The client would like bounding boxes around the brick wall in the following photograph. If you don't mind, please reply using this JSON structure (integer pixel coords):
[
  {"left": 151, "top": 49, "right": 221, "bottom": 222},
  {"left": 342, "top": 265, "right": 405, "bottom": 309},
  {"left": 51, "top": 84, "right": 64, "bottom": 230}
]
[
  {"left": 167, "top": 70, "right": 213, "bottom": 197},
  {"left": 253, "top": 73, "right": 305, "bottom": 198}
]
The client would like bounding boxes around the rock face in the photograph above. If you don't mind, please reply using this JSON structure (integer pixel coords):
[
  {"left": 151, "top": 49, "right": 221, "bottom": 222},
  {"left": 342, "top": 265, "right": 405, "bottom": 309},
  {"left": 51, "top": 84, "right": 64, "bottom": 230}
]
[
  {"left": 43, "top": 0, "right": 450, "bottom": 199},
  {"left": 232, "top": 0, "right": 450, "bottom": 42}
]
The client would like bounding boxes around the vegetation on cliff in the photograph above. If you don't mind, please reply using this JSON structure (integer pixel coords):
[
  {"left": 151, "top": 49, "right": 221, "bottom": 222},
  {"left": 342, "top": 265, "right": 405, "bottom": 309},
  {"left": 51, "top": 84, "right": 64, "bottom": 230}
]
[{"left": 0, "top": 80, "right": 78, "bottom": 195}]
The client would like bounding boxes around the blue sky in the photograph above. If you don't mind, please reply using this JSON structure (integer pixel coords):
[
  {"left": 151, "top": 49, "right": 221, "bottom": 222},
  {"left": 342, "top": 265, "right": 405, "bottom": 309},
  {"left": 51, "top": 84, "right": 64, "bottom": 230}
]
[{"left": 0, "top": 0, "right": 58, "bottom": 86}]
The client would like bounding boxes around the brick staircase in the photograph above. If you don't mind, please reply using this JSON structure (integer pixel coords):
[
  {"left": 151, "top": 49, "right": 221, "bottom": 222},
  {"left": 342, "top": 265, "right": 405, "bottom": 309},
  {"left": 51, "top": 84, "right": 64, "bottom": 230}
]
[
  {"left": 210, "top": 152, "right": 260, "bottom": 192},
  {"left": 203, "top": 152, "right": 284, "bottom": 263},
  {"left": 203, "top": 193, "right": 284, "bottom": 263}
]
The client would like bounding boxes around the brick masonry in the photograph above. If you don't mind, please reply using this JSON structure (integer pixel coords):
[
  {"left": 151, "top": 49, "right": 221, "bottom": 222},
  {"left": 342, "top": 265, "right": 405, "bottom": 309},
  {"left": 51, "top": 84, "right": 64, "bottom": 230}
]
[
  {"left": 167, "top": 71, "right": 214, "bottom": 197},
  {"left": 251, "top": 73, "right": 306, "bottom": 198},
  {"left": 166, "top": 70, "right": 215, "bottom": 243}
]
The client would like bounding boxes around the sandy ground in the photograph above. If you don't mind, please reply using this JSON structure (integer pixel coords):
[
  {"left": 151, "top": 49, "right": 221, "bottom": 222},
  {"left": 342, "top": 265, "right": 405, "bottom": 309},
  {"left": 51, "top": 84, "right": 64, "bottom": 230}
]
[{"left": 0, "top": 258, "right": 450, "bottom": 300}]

• • • • •

Your objective: Transcribe word for word the lines from the one holding "The client would like bounding boxes around the sandy" to the last line of the listing above, inclusive.

Full solution:
The client would like bounding boxes around the sandy ground in the photograph above. If you don't mind, please reply using this JSON structure (integer pixel coords):
[
  {"left": 151, "top": 49, "right": 221, "bottom": 222},
  {"left": 342, "top": 265, "right": 405, "bottom": 309},
  {"left": 51, "top": 84, "right": 64, "bottom": 230}
]
[{"left": 0, "top": 258, "right": 450, "bottom": 300}]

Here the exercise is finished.